Художник Лермонтов Михаил Юрьевич

  
   Заняв Трапезунд, наши начали перекраивать город на свой лад.
   Я застал строительную горячку: уже срывали дома, окружавшие храм Златоглавой Богородицы и разделывали тут площадь... для парадов. Положим, окружавшие этот чудный древний храм дома совершенно не гармонировали с храмом, но всё же требовавшая огромных трудов и затраты неменьших средств перестройка города тогда меня бесконечно удивила. Время ли было в разгаре войны, в нескольких десятках верст от неприятеля и на неприятельской территории заниматься наведением красоты в чужом городе и на это тратить драгоценное время и огромные средства? Не знаю, был ли выполнен до конца план перестройки, но тогда адъютант коменданта говорил мне о нем, как об окончательно решенном деле.
  
   Население Армении -- главным образом армяне и греки. Первые тогда только что пережили невероятную трагедию. На допущенные армянами в начале войны жестокости в отношении турок последние ответили почти поголовным истреблением армян в Эрзинджане, Трапезунде и др. городах. Мне тогда называли определенную цифру истребленных армян -- полтора миллиона.
  
   Передавали при этом подробности ужасающих зверств.
   В Эрзинджане, например, турки сбросили со скалы в Евфрат сразу 5 тысяч человек -- мужчин, женщин и детей. В Трапезунде турки сотнями вывозили армян на шаландах в море и выбрасывали их в воду. Не щадили ни женщин, ни стариков, ни детей. Схватив за ноги, последним размазживали головы о стену.
   Когда спросили одного турка, как он решается на такую жестокость в отношении невинного ребенка, он спокойно ответил: "Да из него же вышел бы армянин"...
   В Трапезунде еще были свежи следы погромов: все армянские дома стояли заколоченными, с перебитыми окнами, через которые виднелась [189] переломанная мебель, битая посуда и зеркала, изорванная на куски одежда и пр. Величественный армянский собор сиротливо стоял недостроенным. Из армян, кажется, никого не оставалось в городе. Но в то время, как армяне избивались поголовно, греки остались нетронутыми. Упорно тогда утверждали, что последние сильно поживились брошенным добром первых. Делали даже недобрые намеки на митрополита. В последнем я очень сомневаюсь.
   Могу здесь мимоходом заметить, что и солдаты, и офицеры наши одинаково недолюбливали и армян, и греков.
  
   Во время поездки у меня было несколько встреч с греческим духовенством.
   В Эрзинджане я встретил местного священника.
   Он поразил меня своим видом. Это был скорее нищий, чем пастырь.
   Грязный, нечесанный, в рваной одежде и в каких-то жалких опорках на босу ногу он производил самое тяжелое впечатление. Из разговора с ним я узнал, что никакого образования он не получил, что в Эрзинджане он обслуживает двадцать греческих семейств, которые за духовное окормление платят ему какие-то ничтожные крохи, дающие ему возможность лишь не умереть с голоду. Начальником своим он признавал Антиохийского патриарха и ему одному считал нужным подчиняться. Других посредствующих начальников у него не было. А так как Антиохийский патриарх не мог заглядывать в его приход и лично наблюдать за его деятельностью, то выходило, что он жил без всякого начальства. Я дал ему три рубля, которые он принял с нескрываемой радостью.

-- Ваше задание --
Продолжите приведённый выше отрывок воспоминаний о Трапезунде и Эрзинджане, начав сразу после его последнего предложения.

Сохранённые записи
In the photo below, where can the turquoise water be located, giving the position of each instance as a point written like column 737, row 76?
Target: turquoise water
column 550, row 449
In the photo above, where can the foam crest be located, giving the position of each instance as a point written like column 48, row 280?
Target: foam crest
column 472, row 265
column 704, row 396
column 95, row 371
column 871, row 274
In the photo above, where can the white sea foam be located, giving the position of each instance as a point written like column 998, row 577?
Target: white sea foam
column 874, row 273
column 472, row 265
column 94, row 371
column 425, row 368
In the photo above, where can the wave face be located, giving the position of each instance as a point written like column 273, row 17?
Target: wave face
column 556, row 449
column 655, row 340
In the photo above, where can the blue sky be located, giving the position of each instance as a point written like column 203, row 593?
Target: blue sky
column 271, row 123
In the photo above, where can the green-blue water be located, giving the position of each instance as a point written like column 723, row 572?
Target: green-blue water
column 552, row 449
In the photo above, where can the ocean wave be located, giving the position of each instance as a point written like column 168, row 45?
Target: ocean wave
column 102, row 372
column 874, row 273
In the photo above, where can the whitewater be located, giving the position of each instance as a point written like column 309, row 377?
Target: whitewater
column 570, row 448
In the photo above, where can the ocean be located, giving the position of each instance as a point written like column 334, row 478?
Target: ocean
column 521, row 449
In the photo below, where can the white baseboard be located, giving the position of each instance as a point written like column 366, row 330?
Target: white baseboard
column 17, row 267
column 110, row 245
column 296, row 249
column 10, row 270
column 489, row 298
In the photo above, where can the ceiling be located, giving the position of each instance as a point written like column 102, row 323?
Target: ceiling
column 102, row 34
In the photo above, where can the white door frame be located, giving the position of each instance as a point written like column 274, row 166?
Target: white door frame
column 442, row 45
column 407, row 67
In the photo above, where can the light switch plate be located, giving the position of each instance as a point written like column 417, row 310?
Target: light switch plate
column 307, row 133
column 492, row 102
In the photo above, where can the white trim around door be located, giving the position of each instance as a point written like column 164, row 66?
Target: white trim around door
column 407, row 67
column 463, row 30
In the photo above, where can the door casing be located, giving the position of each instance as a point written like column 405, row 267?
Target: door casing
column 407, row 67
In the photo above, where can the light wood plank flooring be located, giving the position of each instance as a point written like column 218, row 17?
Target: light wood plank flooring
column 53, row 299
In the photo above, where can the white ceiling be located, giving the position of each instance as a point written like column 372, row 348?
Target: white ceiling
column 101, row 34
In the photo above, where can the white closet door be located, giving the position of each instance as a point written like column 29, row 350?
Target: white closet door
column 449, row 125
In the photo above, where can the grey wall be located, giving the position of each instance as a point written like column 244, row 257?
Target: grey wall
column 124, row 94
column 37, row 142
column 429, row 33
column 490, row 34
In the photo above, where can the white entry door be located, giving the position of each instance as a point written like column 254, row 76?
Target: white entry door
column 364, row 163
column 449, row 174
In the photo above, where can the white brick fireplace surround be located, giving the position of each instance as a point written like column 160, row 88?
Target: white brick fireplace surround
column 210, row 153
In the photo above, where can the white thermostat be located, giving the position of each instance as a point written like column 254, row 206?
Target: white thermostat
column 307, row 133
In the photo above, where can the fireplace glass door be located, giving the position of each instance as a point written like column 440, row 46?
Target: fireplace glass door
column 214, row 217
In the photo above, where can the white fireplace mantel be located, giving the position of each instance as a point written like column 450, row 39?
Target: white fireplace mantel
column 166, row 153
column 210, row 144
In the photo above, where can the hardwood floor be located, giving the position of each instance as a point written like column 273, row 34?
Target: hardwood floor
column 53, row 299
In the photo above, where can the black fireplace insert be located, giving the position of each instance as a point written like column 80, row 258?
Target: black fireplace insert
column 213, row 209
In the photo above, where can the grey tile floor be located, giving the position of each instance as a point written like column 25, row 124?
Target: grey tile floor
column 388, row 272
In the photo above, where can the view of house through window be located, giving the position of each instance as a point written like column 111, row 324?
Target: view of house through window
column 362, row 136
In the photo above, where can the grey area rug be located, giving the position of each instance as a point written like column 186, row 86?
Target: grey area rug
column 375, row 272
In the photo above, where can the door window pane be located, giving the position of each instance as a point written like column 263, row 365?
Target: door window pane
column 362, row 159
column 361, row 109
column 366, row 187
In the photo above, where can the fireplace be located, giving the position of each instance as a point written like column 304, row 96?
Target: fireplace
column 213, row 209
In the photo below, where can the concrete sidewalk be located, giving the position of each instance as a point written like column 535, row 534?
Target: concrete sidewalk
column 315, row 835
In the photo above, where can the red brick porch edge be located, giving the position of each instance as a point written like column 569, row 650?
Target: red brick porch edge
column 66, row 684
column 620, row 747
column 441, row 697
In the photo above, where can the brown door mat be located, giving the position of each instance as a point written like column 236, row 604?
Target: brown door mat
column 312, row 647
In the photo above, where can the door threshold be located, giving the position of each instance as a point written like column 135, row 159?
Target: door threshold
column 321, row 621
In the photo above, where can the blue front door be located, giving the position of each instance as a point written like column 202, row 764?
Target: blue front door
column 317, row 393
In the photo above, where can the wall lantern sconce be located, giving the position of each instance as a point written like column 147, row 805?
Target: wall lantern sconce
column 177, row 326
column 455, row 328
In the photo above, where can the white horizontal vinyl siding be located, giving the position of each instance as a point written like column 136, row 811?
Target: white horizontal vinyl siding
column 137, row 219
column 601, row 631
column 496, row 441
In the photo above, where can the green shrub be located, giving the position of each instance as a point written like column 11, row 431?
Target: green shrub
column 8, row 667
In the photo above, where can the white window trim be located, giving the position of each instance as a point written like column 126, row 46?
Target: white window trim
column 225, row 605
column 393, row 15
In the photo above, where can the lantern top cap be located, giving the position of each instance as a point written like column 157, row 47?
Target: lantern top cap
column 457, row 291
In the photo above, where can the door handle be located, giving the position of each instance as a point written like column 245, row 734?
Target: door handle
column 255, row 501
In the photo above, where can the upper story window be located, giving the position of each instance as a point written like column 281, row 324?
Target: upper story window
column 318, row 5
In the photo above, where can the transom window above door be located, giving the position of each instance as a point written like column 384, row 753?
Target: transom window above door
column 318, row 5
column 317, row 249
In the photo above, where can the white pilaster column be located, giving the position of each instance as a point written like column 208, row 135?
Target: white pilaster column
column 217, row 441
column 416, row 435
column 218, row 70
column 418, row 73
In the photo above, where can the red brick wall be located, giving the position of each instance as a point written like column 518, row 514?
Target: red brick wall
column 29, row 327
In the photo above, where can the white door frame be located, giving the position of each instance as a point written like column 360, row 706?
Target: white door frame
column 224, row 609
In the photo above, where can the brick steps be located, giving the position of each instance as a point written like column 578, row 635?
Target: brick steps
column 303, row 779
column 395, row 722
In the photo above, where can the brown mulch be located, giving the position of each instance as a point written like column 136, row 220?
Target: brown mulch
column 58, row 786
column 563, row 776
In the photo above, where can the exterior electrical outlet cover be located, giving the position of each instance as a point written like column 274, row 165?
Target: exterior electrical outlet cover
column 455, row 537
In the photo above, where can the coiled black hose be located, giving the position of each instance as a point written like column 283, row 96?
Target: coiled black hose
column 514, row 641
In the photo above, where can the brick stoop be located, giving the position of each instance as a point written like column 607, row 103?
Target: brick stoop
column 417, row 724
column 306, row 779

-- Ответ --
   В Трапезунде я несколько раз виделся с Хрисанфом, митрополитом Трапезундским.
  
   Когда я выезжал из Тифлиса, великий князь предупредил меня, что в Трапезунде я встречусь с чрезвычайно интересным, образованным, умным и талантливым митрополитом Хрисанфом. Сам великий князь познакомился с ним незадолго перед тем при посещении Трапезунда. И тогда митрополит Хрисанф очаровал его своим умом, предупредительностью, находчивостью и... руссофильством. Я не мог не отнестись серьезно к рекомендации великого князя, но внутреннее чувство подсказывало мне, что я должен сам присмотреться к знаменитому митрополиту, чтобы составить о нем определенное мнение.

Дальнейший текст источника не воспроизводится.